• _Text block_:
════════

Self-love Isn’t Narcissism
The essential distinction between self-love and narcissism is that with self-love you value yourself and don’t rely on others to be valuable; narcissism is where you don’t love and accept yourself, but rely exclusively on others and have to compel them to love and value you.
Self-love leads to the ability to love others. It is about learning to love yourself for who you are, and from there you can begin learning to love others as they are.
Narcissism represents a complete lack of empathy for others, an inability to love them. They are so obsessed with themselves and how they appear to the world that others’ feelings do not even figure into their lives. Often this is a mask to hide their inability to love themselves and the flaws they fear could be exposed.
Narcissism is a pattern of behavior that involves egotistic obsession with one’s self to the exclusion of others. A narcissist is someone who suffers from the symptoms of narcissism. They often put others down to prove their superiority and dominance, with no concern for how they have made another person feel.
To be narcissistic generally refers to having Narcissistic Personality Disorder, an emotional condition in which people have an inflated sense of their own importance, a deep need for admiration and a complete lack of empathy for others. They live in a fantasy world and do not even realize that what they believe about themselves is a fantasy they have created. They have no interest in the truth, nor do they believe that what they take as the truth, could be false.

════════

• _Directions_:
A: Reproduce the passage on self-love and narcissism from "Narcissism represents a" up to and including "could be exposed.".
B: In the passage on self-love and narcissism, what does narcissism often mask?

(Spatial localization data)
════════

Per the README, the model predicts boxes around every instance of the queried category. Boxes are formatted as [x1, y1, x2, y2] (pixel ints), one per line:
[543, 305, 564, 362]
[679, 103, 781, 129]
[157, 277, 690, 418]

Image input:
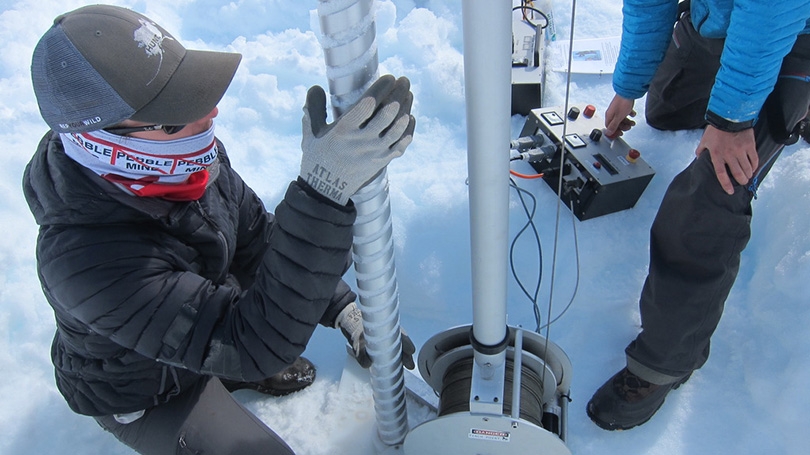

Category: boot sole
[585, 373, 692, 431]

════════

• _Solutions for each task_:
A:
Narcissism represents a complete lack of empathy for others, an inability to love them. They are so obsessed with themselves and how they appear to the world that others’ feelings do not even figure into their lives. Often this is a mask to hide their inability to love themselves and the flaws they fear could be exposed.

B: It often masks the narcissist's inability to love themselves and the flaws they fear could be exposed.